** Begin RECORDED DATA **
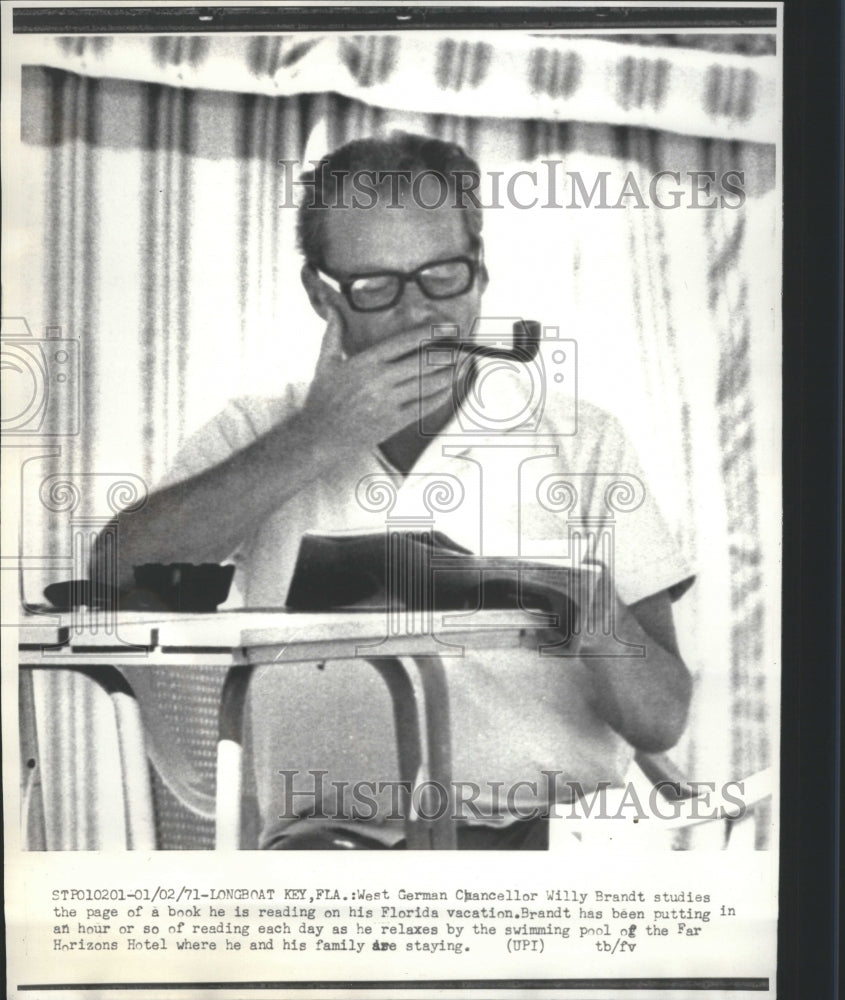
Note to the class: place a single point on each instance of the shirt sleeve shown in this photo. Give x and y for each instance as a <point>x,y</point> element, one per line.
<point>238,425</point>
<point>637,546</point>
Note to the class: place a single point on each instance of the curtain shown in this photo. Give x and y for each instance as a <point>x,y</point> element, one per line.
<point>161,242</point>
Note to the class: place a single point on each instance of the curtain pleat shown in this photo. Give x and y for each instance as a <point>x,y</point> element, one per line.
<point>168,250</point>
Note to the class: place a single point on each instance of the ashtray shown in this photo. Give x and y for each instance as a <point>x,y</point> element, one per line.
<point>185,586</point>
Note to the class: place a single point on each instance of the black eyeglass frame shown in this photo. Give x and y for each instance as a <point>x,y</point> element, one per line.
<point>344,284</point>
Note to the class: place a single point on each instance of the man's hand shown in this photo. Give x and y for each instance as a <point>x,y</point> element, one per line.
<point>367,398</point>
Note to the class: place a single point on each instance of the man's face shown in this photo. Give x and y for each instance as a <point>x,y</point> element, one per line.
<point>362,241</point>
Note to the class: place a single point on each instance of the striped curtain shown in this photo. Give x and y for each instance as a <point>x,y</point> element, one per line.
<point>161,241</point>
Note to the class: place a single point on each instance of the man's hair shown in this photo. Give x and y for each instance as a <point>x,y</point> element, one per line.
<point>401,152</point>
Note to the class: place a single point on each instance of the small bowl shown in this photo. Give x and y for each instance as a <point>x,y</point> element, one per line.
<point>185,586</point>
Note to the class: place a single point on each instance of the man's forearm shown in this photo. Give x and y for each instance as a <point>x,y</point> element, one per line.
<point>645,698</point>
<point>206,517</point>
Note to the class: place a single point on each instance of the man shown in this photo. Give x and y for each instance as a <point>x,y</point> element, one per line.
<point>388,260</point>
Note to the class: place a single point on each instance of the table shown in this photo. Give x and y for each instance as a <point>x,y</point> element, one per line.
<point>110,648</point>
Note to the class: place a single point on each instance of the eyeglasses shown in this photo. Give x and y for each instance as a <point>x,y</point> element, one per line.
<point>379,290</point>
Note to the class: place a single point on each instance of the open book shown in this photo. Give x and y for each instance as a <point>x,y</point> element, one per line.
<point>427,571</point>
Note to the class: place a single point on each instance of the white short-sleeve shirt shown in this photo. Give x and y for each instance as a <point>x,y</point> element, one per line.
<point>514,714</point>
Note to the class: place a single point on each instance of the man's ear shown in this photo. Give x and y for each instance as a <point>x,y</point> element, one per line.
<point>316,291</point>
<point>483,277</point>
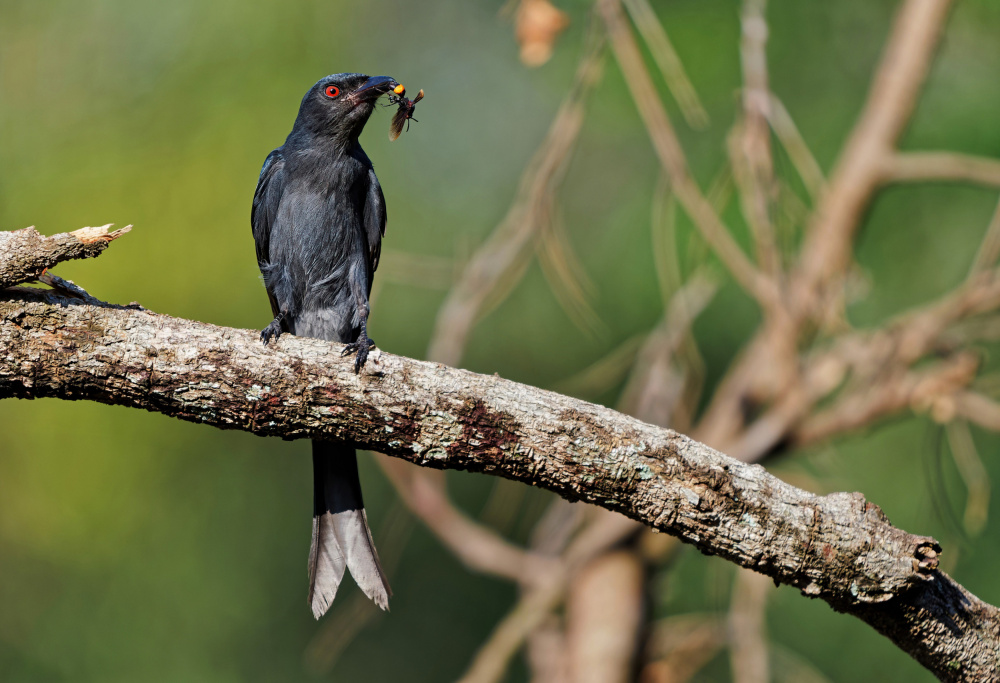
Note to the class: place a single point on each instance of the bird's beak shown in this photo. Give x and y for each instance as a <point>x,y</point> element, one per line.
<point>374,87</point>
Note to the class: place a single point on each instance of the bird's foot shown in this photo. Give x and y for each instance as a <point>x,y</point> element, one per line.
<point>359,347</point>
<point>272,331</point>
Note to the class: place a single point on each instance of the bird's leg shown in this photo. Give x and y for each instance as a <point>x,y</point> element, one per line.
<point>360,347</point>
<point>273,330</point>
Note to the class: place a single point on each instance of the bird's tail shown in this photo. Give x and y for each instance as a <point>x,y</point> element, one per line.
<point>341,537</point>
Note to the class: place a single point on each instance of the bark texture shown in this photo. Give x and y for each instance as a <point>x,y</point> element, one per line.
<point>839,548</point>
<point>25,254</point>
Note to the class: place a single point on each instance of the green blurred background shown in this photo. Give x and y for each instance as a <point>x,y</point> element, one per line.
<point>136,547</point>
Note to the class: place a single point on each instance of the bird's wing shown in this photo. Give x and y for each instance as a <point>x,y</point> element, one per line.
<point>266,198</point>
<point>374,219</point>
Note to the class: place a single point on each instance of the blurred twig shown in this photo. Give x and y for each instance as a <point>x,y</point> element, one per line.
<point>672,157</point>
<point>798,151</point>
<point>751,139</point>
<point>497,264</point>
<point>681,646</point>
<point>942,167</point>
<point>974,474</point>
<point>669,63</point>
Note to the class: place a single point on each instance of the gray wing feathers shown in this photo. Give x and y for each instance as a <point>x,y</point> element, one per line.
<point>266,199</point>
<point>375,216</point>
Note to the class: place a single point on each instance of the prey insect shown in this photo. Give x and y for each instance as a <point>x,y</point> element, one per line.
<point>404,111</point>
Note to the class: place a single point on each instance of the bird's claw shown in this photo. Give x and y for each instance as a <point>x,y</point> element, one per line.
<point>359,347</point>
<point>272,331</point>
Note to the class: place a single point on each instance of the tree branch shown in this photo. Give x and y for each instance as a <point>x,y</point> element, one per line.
** End RECORDED DATA **
## PROBLEM TO WORK ON
In the material from its first line up to and including the line with "<point>161,241</point>", swap "photo" for "image" and leave everything else unchanged. Give only those lines, with the pictures left out.

## TASK RESPONSE
Note to the class: place a single point on each instance of the shirt sleeve shown in this image. Give x and y for each instance as a <point>x,y</point> element, one per line.
<point>238,425</point>
<point>637,546</point>
Note to the class: place a single point on each instance of the curtain shown in this image. Give x and y for each instance as a <point>x,y</point> element, one per line.
<point>161,242</point>
Note to the class: place a single point on each instance of the curtain pleat shown in this image. Give x and y for each instance as a <point>x,y</point> element, one per line.
<point>168,250</point>
Note to the class: place a single point on each instance of the ashtray shown in this image. Give x and y for each instance as a <point>x,y</point> element, one per line.
<point>185,586</point>
Note to the class: place a single point on each instance of the black eyeglass frame shown in this image. Give x and y for each instance as a <point>x,y</point> element, one per line.
<point>344,284</point>
Note to the class: place a single point on each instance of the man's hand shown in this image. Give x and y for each instance as a <point>x,y</point> element, one per line.
<point>367,398</point>
Note to the class: place a single point on each instance of the man's face shown in this image. Give x and y for each instance as a <point>x,y</point> element, one per line.
<point>362,241</point>
Note to the class: place a single point on each instance of the striped curtain shown in this image. Give x and y for each instance as a <point>x,y</point> element, one per line.
<point>161,241</point>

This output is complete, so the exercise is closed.